• STATED PROBLEM:
Rewrite the lines below with every "Mark the region" changed to "Trace the area", keeping everything else the same.

• INFORMATION SHOWN:
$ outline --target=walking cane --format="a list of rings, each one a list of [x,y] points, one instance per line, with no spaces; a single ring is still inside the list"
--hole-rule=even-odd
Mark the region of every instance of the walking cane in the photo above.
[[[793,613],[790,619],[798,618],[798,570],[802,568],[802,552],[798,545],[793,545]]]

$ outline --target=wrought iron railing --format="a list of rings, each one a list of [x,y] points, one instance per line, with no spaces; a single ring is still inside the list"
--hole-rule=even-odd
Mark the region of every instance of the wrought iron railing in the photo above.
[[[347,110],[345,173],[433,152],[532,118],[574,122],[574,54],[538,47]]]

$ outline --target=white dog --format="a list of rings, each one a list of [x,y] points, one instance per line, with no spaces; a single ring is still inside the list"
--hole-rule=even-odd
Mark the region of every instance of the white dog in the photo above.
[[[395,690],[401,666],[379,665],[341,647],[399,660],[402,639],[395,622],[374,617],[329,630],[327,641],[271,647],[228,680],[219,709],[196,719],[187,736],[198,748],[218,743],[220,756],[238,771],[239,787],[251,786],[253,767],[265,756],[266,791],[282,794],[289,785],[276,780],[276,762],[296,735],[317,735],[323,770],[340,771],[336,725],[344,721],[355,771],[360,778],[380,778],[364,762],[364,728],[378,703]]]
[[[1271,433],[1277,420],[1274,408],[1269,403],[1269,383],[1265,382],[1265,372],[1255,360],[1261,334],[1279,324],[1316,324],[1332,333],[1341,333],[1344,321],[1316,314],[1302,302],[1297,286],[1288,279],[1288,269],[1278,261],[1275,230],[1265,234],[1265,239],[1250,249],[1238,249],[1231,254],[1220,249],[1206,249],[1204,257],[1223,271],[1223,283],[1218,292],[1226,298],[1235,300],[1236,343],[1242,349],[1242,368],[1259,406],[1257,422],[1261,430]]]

• OUTPUT FOR THIS EXERCISE:
$ outline --target=walking cane --format="a list of rings, each one a list of [x,y] points, one instance per line, with no spaces; a single ring is still inside the list"
--hole-rule=even-odd
Trace the area of every instance of the walking cane in the photo above.
[[[793,613],[790,619],[798,618],[798,570],[802,568],[802,552],[798,545],[793,545]]]

$ outline --target=wrought iron railing --format="a list of rings, each one a list of [x,y] points, one instance per line, with no spaces; a single ring is still inside the list"
--hole-rule=even-odd
Trace the area of every instance of the wrought iron railing in the photo above.
[[[347,110],[345,173],[433,152],[532,118],[574,122],[574,54],[538,47]]]

$ outline --target=white dog --format="a list of rings, each one a list of [x,y] points, one instance per line, with no spaces; a single ring is still inside the list"
--hole-rule=even-odd
Trace the area of every instance of the white dog in the photo above.
[[[395,690],[401,666],[379,665],[341,647],[399,660],[402,639],[395,622],[374,617],[329,630],[327,641],[271,647],[228,680],[219,709],[196,719],[187,736],[198,748],[218,743],[220,756],[238,771],[239,787],[251,786],[253,767],[265,756],[266,791],[282,794],[289,785],[276,780],[276,762],[296,735],[317,735],[323,770],[340,771],[336,725],[344,721],[355,771],[360,778],[380,778],[364,762],[364,728],[378,703]]]
[[[1271,433],[1277,420],[1274,408],[1269,403],[1269,383],[1265,382],[1265,372],[1255,360],[1261,334],[1279,324],[1316,324],[1332,333],[1341,333],[1344,321],[1316,314],[1302,302],[1297,286],[1288,279],[1288,269],[1278,261],[1275,230],[1265,234],[1265,239],[1250,249],[1238,249],[1231,254],[1220,249],[1206,249],[1204,257],[1223,271],[1223,283],[1218,292],[1226,298],[1235,300],[1236,343],[1242,349],[1242,368],[1259,406],[1257,422],[1261,430]]]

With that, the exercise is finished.